# Assignment
Pictures must not be copied, but every entry must be reproduced exactly.

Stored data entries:
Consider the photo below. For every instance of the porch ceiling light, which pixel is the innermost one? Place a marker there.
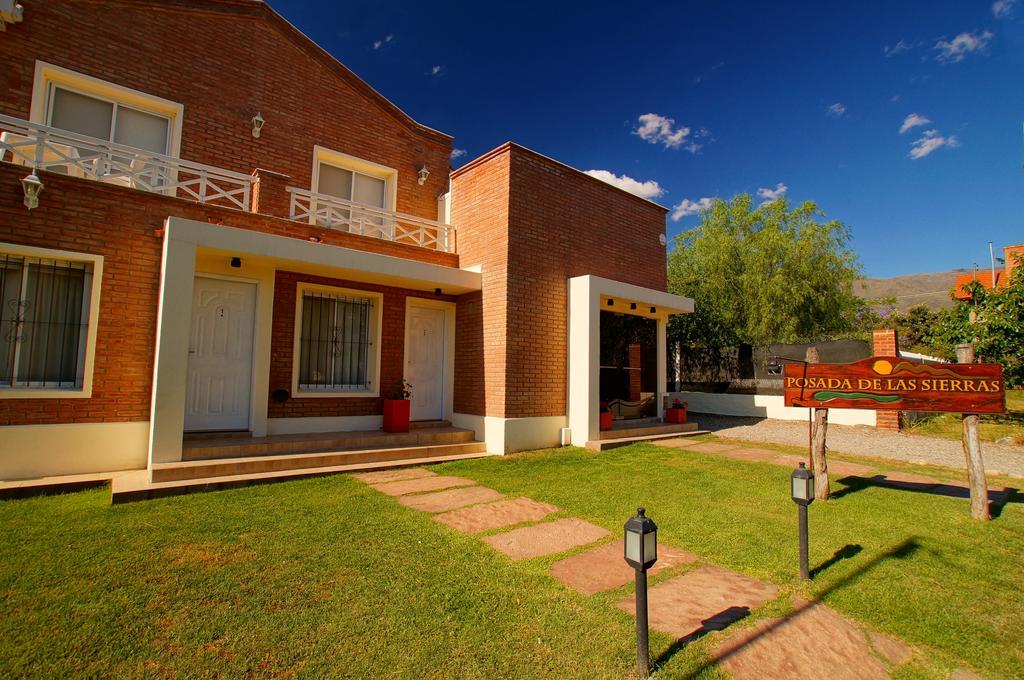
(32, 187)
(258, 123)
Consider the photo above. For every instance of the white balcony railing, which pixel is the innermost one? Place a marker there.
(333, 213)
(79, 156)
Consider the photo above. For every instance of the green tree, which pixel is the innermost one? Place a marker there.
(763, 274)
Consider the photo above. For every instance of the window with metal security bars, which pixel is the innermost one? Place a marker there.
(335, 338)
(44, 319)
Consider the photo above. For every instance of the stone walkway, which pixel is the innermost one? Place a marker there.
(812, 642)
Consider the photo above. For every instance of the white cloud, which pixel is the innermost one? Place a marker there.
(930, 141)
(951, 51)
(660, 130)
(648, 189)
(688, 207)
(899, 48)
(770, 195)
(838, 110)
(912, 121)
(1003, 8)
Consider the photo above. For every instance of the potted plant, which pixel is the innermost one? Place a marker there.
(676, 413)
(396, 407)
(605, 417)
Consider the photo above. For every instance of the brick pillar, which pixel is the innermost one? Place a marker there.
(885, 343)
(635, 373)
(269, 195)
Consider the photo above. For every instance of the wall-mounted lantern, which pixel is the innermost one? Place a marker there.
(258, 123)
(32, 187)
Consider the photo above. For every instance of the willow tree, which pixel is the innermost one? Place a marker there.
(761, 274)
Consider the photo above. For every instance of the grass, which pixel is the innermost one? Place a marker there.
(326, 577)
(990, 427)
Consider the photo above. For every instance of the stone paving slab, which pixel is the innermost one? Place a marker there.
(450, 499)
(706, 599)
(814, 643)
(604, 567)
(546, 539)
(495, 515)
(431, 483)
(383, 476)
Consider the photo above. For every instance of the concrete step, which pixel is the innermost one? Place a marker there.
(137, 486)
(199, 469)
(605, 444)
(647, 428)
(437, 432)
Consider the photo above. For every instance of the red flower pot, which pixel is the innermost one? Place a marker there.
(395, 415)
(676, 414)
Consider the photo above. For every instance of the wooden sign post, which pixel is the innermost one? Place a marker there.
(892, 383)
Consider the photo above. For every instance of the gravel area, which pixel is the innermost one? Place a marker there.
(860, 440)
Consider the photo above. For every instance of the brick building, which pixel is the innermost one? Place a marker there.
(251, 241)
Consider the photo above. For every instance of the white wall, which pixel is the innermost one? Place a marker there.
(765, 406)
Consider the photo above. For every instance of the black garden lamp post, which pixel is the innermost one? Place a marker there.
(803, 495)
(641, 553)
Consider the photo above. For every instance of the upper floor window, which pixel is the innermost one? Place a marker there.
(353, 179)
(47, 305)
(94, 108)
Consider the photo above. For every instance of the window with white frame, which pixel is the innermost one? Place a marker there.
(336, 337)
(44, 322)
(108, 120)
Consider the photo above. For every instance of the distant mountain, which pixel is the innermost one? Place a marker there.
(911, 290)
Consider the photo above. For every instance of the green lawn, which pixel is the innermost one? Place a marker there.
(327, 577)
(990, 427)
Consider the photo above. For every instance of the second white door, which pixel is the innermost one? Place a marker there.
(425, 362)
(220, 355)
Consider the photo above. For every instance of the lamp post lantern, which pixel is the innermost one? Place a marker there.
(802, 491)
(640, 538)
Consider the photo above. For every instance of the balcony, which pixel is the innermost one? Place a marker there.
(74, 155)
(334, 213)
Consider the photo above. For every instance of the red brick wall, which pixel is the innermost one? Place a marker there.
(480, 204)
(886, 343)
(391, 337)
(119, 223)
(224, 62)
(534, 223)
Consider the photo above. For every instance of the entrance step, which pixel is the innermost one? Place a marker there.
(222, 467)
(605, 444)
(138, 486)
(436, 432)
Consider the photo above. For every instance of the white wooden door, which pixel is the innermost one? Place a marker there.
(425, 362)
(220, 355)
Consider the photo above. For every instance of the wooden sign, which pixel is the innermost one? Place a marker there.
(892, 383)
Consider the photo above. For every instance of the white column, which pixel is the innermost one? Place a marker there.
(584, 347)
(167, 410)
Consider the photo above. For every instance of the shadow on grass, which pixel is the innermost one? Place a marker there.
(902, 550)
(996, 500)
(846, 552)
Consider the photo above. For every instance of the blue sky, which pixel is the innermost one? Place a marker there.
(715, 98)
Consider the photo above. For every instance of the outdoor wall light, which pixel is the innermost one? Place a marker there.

# Finished task
Consider the photo below. For every instance of the porch ceiling light, which pixel is the innermost one? Place a marker there.
(32, 187)
(258, 123)
Consider the photo above. For every instance of the white balcony railing, which pixel is the innermost one? Place a marker there.
(333, 213)
(79, 156)
Consider the photo above. For every instance of the green tree, which pixel is the innermost one? Place a marker there.
(763, 274)
Consider the photo above. For every instance of the window with metal security bars, which pixel is the innermost one? Place a marker there.
(335, 338)
(44, 319)
Consider the photo above. For every instance of the stone walkway, which pixel is the innermost one? Place a marker there.
(812, 642)
Consider the photo above. For every instance of the white cloud, which pixel is the innermost one? Place a marker there.
(930, 141)
(951, 51)
(660, 130)
(648, 189)
(688, 207)
(899, 48)
(770, 195)
(838, 110)
(912, 121)
(1003, 8)
Consider the photo above. For every instance of the potted plant, which pixel is the innermost one? Place a marker there.
(676, 413)
(396, 407)
(605, 417)
Consider the photo above. For every instance of the brick pillar, which pixel is the innermost one? Place a marker there.
(885, 343)
(635, 373)
(269, 195)
Consider the photo above. For every instance of the wall-mounted lantern, which pixel is the innermost one? Place a marker there.
(258, 123)
(32, 187)
Consider the photo above. For every instance of the willow tree, which pixel is the innermost one? Place a marker there.
(761, 274)
Consider the photo above. For every instance of the grass, which pixel is the innermost one? Place a marker there.
(326, 577)
(990, 427)
Consider the photo above. For every instance of the stone paving slab, which pixel is the innermost one? Place a marker there.
(450, 499)
(706, 599)
(814, 643)
(604, 567)
(546, 539)
(495, 515)
(431, 483)
(383, 476)
Consider the photo above. For every instance of the concrete step, which pixel is the innermost one? Place a marker there.
(137, 486)
(199, 469)
(605, 444)
(647, 428)
(437, 432)
Consider the photo above. For every instance of the red flower pot, which pixel is the innermost one? Place a marker there.
(395, 415)
(676, 414)
Consider the photo above. For every instance of the wooden sign post, which pixel is the innermost one? Place a marker there.
(892, 383)
Consider the photo above. For every instance of the gravel area, which pixel is the innermost one? Place a marker there.
(860, 440)
Consider the photo above. For every instance of the brick building, which pixel is the innermost one? Place a marker there.
(251, 241)
Consider the photo above. For every instance of the white wall, which pixel is the innermost one? Place a marker there.
(765, 406)
Consider the photo above. For every instance of the black garden lamp post, which pixel is the innermost one? Place a marker there.
(803, 495)
(641, 553)
Consider the photo above. For every instance of the upper floor window, which pixel is the innermost one? Place a marker there.
(353, 179)
(47, 305)
(94, 108)
Consider the photo above. For every instance of the window with white frame, which pixel is the innermost one? Place a marker there.
(336, 337)
(44, 322)
(108, 120)
Consider the photo above. For every instance of the distant mountain, which pixel is the innermost one? Place a marker there.
(911, 290)
Consider the photo above. For every instance of the green lawn, which pixel is the innermost one? Place a marker there.
(327, 577)
(990, 427)
Consider the photo above. For every instance of the second white door, which pixel is the innermost one? Place a marker there.
(425, 362)
(220, 355)
Consider the photo above. For every instance of the lamp post lantern, which pixel is the innermost one? Place a marker there.
(802, 491)
(640, 538)
Consider the photo above. For every instance of the balcony, which pixel is the innermost one? Place a marker there.
(74, 155)
(334, 213)
Consider the photo above. For every instance of the red brick wall, which pixel is the innermost one? Place a marker there.
(480, 204)
(886, 343)
(391, 337)
(119, 223)
(224, 62)
(534, 223)
Consider the photo above. For every instance of the entrance step, which pixel is the innermost one? Place a marker there.
(222, 467)
(605, 444)
(138, 486)
(436, 432)
Consider the photo above. For every instance of the white wooden door, which pixel is the innermost one? Place a marker there.
(425, 362)
(220, 355)
Consider the photo above. For every instance of the wooden sign, which pixel is the innermost one? Place a marker there.
(892, 383)
Consider the photo above. For every instance of the white column, which pixel is the innermost one? Place a marker there.
(584, 347)
(167, 410)
Consider the photo above. For every instance of the shadow on grass, which pixel is the innermost one? Place a marker there.
(902, 550)
(996, 500)
(846, 552)
Consider the photo above. For every instance of the blue sky, which pixel is the innermost one? Place a marker there.
(715, 98)
Consider the photo above. For every instance of the outdoor wall light, which pixel is the innermost one? Place a marker there.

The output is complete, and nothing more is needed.